## WHAT IS BEING ASKED
Rewrite the records below, substituting "person's" for every "man's" and keeping everything else the same. Leave the pictures out of your answer.

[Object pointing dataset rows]
———
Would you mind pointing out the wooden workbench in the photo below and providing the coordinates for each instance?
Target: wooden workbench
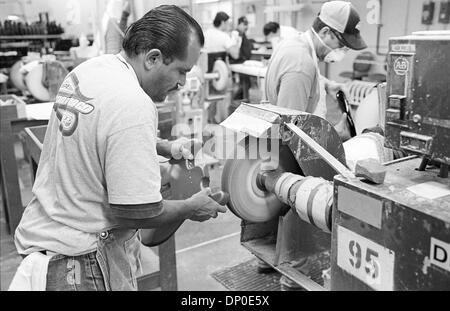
(13, 124)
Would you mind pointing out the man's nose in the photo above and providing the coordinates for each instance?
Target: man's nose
(182, 81)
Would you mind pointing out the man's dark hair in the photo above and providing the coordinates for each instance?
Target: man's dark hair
(318, 24)
(243, 20)
(220, 17)
(271, 27)
(167, 28)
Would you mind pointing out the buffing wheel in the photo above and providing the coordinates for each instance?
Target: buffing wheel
(17, 77)
(239, 177)
(220, 84)
(33, 81)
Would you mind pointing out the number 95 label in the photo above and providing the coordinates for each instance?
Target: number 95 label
(368, 261)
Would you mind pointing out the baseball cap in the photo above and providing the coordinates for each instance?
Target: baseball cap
(342, 17)
(243, 19)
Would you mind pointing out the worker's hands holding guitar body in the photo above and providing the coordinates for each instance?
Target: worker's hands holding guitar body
(204, 206)
(184, 148)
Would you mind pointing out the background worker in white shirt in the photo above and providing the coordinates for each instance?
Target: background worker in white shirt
(218, 38)
(275, 32)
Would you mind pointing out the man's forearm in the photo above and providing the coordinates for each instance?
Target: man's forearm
(173, 211)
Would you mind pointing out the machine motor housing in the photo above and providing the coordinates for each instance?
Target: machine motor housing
(417, 114)
(394, 236)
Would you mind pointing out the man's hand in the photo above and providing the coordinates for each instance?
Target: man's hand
(204, 207)
(342, 128)
(333, 87)
(185, 148)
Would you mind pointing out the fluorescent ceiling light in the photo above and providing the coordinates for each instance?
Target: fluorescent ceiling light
(205, 1)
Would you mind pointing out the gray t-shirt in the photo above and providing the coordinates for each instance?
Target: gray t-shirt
(292, 79)
(99, 149)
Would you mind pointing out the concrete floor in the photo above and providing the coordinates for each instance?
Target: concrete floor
(202, 248)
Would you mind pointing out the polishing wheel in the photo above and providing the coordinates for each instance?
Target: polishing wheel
(239, 179)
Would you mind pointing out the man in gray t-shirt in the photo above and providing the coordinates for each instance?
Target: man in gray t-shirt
(98, 179)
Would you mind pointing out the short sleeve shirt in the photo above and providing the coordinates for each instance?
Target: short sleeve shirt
(292, 79)
(99, 149)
———
## ANSWER TO THE EXERCISE
Would you mind pointing out the wooden workbench in the photo below and providing the coordinates for each instance?
Target: wooden workbench
(13, 124)
Would you mind pointing out the person's nose in the photo above and providing the coordinates for each instance?
Target: person's nose
(182, 81)
Would you mind pointing out the person's dark hair in the photo above and providing the coordinates for each instance?
Target: person's dark hair
(318, 24)
(243, 20)
(220, 17)
(271, 27)
(167, 28)
Would you mind pointing out the buffing wheel in the photo above and providing the coordinates for each instance?
Target: buffing wheel
(17, 77)
(239, 177)
(220, 84)
(33, 81)
Would you mind pointing out the number 95 label in the photo above and providing the coordinates for each instance?
Target: number 95 label
(368, 261)
Would you mind pointing out the baseball cap in the photo above and providing the coordinates for each instance?
Target: baseball cap
(342, 17)
(243, 19)
Would you mind pointing out the worker's hands holding guitar body in the photo above and providing the coordinates for each instance?
Target: worker's hands holding guitar body
(204, 206)
(184, 148)
Would you mind pointing out the background worker in white shirt in the photo above and providing the coordinates for each instance?
Target: background worker in white shirt
(218, 38)
(275, 32)
Would you mind pointing out the person's forearm in the photo above and providing the coordinates for each instance?
Target: person's forearm
(173, 211)
Would you mind pointing out the machine motor housing in the photo above and providing the coordinates for each instance?
Target: machine motor housing
(417, 114)
(394, 236)
Would you mind pointing out the person's hand in the photo above and providing the coordinates for each instance?
Target: person's hand
(204, 207)
(342, 128)
(333, 87)
(185, 148)
Would you mind pointing out the fluorescent ceiling light in the photo above and providing the coordinates for each instance?
Target: fluorescent ceiling light
(205, 1)
Would you mind pointing out the gray t-shirt in the photo above and providing the coordinates for each instance?
Target: gray t-shirt
(292, 79)
(99, 149)
Would you mind pointing out the concrete floor in the photo above and providing the coordinates for each instance?
Target: concrete floor
(202, 248)
Would you mind pointing out the polishing wheel in the photo above and providing the coordinates for each instance?
Target: polishing wheel
(239, 179)
Would you mind pointing out the man in gray t-shirt in the photo above and providing the coordinates for each instance?
Target: man in gray t-shirt
(98, 179)
Would you mind pointing out the short sleeve shirt in the photo above and providing the coordinates for each instance?
Target: short sleeve shirt
(292, 79)
(99, 149)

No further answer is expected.